Texto selecionado:
Quando, pelo retrovisor do Uber, vi o sorriso do Seu Lourival, no mesmo semáforo da Avenida Higienópolis, perto do Lago Igapó, mudei de ideia. E resolvi escrever sobre ele.
Todos os dias, quando passo por aquela esquina, o seu sorriso renova minha fé, minha esperança, minha caridade. Seu Lourival vende bijus no sinaleiro. Esteja frio ou quente, faça sol ou haja céu nublado, ele recebe todos os passantes do dia com o mesmo sorriso franco.
Não é um sorriso imposto, de quem espera alguma coisa em troca. Não é um sorriso de vaidade, nem de ambição, nem de servilismo. É um sorriso, apenas. A alegria de um homem sorrir para quem passa.
Dentre as características que diferenciam os homens dos outros seres vivos — a possibilidade de contemplar o horizonte, o hábito de comer com talheres, a vontade de tomar remédios, o costume de perguntar “É débito ou crédito?”, a oração angélica, as crônicas de Dino Buzzati, os poemas de Rilke, os contos de Bernard Malamud e as sinfonias de Beethoven —, destaca-se o sorriso.
E, dentre os sorrisos, destaca-se o sorriso do Seu Lourival. Costumava vê-lo quando saio de manhã para passear com o Cisco. Agora o Cisco não está mais aqui, mas eu e Seu Lourival continuamos firmes.

O que fazer:
(1) No texto sobre o Seu Lourival, o que ele vende no sinaleiro?
(2) Dê continuidade ao texto sobre o Seu Lourival a partir da última frase.

Dados fornecidos:
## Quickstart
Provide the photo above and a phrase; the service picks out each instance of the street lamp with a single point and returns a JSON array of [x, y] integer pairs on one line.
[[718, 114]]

Respostas do exercício:
(1) Ele vende bijus.

(2)
Cedinho, ele está lá, a simpatia em pessoa, passeando com seus bijus por entre os carros. Há alguns anos, na primeira em que escrevi sobre ele no jornal, um dos passantes comentou:
— Tá famoso, hein, Seu Lourival?
A resposta veio rimada:
— A gente não merece, mas agradece.
Essa simplicidade, essa gratidão genuína, é a marca de um homem que, se não é um anjo alado, é, sem dúvida, um anjo do cotidiano, com os pés fincados no asfalto e as mãos oferecendo mais do que bijus.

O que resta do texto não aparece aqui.